YOUR OBJECTIVE
From the entries that follow, extract each line holding the string "Query".

*** DATA SUPPLIED ***

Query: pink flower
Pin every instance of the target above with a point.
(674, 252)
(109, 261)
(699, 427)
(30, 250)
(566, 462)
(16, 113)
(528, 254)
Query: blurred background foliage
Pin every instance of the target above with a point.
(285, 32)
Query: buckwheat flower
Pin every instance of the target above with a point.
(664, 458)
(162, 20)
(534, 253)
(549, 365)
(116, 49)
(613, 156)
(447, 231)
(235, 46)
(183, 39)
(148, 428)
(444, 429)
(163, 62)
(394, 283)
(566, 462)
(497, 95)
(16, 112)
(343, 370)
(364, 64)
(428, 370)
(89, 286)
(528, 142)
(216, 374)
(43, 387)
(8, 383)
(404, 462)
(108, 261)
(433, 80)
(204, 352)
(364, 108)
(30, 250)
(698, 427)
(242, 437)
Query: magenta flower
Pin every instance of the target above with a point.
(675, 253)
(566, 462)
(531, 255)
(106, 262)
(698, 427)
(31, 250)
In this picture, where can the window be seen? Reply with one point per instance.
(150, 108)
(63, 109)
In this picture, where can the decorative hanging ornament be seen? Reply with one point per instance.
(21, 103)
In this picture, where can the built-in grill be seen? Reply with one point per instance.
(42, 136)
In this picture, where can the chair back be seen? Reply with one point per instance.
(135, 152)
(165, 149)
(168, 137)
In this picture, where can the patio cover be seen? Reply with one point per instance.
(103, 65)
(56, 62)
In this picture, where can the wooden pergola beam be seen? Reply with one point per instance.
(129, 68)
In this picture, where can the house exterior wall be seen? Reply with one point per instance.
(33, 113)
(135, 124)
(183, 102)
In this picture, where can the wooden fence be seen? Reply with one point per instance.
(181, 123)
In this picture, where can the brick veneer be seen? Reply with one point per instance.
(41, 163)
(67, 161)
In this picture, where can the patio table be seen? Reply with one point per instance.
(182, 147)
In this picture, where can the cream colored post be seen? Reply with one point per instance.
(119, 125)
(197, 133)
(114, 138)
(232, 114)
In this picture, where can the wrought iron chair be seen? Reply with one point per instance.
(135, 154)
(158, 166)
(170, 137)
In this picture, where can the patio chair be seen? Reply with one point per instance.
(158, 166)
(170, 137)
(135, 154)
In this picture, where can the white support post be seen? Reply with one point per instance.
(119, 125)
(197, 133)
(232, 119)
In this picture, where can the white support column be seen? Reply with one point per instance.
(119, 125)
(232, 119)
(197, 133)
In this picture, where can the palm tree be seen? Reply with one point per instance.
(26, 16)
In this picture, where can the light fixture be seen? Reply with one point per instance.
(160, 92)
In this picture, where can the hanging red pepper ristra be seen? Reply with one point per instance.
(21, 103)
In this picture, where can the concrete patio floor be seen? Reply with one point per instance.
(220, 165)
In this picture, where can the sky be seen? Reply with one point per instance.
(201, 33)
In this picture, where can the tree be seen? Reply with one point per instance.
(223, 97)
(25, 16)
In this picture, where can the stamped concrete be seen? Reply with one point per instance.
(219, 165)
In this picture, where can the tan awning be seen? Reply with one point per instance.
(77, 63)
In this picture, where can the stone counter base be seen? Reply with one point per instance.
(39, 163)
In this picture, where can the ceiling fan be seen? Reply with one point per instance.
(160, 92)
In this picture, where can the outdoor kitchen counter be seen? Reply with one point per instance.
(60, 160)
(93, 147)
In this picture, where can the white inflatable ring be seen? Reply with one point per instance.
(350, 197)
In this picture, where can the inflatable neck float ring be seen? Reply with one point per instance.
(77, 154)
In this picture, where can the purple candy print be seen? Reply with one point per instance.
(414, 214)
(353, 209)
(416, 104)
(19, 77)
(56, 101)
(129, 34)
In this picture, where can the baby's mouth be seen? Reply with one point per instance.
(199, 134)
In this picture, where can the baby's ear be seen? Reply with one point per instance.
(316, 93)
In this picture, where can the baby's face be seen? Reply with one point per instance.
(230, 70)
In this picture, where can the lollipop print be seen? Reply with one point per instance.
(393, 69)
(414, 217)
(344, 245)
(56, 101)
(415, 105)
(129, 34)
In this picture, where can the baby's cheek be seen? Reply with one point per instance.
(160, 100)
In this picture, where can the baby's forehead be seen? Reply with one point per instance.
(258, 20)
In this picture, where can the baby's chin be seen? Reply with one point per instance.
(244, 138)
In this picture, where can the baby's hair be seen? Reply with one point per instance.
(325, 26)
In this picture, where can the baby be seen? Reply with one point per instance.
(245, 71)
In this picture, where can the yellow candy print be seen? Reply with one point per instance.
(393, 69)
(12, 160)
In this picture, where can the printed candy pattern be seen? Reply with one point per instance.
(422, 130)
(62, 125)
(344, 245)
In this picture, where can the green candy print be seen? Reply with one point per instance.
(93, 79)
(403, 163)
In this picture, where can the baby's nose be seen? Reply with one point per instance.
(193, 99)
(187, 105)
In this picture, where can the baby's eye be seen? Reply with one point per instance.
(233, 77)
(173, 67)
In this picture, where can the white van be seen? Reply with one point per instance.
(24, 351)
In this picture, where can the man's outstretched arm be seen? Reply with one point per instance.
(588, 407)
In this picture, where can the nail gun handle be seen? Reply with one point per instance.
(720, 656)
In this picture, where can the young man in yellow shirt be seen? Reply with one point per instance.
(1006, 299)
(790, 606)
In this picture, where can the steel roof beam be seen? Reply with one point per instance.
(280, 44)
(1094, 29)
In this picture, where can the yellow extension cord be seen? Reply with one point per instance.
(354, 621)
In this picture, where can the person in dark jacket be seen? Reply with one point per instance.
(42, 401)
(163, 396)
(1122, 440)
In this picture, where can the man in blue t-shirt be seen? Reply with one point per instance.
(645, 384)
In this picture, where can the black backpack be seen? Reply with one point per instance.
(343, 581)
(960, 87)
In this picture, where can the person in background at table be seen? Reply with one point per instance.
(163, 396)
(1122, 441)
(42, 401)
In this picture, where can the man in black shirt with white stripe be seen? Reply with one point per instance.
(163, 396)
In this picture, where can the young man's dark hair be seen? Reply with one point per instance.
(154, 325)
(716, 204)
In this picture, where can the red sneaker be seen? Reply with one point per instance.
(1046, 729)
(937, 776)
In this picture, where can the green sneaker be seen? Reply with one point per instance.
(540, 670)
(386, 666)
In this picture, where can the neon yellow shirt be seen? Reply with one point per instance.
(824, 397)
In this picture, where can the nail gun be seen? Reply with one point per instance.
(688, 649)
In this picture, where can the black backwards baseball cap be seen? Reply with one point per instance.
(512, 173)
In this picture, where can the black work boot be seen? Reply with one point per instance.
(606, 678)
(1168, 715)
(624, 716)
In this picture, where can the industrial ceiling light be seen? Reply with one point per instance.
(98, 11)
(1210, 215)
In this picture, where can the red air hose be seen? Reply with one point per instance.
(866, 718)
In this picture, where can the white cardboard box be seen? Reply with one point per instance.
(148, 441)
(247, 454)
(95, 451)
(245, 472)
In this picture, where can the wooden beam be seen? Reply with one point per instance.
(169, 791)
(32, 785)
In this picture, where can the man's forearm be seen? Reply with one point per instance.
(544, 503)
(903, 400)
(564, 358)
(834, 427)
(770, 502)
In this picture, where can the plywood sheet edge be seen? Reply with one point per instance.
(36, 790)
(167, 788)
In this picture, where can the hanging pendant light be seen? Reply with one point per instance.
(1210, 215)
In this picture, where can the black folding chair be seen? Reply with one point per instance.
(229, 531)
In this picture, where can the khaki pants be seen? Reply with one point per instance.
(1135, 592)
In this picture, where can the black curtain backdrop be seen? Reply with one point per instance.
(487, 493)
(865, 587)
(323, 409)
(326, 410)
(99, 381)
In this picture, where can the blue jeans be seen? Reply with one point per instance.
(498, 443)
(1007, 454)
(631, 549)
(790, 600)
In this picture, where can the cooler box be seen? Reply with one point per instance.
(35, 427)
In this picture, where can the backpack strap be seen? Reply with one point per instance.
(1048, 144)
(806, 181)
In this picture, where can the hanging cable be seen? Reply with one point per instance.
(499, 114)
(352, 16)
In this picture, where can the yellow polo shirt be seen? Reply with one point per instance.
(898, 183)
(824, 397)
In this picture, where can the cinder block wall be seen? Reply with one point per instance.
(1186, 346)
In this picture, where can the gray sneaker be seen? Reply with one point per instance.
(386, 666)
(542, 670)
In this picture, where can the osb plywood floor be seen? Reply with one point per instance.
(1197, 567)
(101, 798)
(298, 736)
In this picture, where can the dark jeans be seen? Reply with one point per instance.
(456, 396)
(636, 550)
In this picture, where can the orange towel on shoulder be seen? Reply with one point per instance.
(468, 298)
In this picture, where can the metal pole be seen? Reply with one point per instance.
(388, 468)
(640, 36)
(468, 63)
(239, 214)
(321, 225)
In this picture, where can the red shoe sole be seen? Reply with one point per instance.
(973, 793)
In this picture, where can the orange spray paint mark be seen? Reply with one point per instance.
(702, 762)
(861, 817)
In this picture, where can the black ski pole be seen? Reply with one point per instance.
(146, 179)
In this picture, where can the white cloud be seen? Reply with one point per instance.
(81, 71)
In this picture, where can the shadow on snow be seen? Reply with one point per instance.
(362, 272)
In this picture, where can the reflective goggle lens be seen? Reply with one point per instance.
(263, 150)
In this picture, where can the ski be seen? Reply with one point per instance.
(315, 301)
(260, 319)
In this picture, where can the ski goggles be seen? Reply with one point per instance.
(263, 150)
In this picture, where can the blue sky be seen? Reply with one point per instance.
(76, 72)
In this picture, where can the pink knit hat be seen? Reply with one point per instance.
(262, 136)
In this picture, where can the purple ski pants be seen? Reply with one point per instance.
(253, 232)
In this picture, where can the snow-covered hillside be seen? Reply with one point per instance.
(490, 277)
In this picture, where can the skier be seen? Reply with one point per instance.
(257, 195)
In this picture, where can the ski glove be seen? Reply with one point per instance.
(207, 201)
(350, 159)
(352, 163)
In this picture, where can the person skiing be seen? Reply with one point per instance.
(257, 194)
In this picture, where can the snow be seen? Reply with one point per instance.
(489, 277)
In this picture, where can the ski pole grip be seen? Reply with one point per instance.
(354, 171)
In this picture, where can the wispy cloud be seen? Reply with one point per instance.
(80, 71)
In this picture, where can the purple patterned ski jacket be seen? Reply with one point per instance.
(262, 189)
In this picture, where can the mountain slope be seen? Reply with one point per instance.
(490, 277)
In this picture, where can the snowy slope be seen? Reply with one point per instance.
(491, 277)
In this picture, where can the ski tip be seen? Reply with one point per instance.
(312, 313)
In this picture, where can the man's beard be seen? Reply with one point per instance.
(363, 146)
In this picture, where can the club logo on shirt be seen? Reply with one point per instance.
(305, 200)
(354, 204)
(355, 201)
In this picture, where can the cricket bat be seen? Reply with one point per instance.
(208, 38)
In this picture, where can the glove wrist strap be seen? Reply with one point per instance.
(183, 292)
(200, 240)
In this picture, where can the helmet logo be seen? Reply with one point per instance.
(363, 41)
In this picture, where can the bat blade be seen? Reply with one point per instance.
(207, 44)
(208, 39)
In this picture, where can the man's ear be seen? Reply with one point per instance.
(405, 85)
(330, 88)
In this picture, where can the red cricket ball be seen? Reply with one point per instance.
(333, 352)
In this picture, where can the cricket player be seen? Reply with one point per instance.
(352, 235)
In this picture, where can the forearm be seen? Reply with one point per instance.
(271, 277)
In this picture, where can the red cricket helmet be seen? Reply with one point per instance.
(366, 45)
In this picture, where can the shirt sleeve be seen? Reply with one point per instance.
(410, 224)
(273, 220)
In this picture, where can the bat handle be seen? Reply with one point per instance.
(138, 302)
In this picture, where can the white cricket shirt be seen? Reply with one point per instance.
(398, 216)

*** End of DATA SUPPLIED ***

EXERCISE OUTPUT
Query: pink flower
Query: blurred background foliage
Query: buckwheat flower
Query: magenta flower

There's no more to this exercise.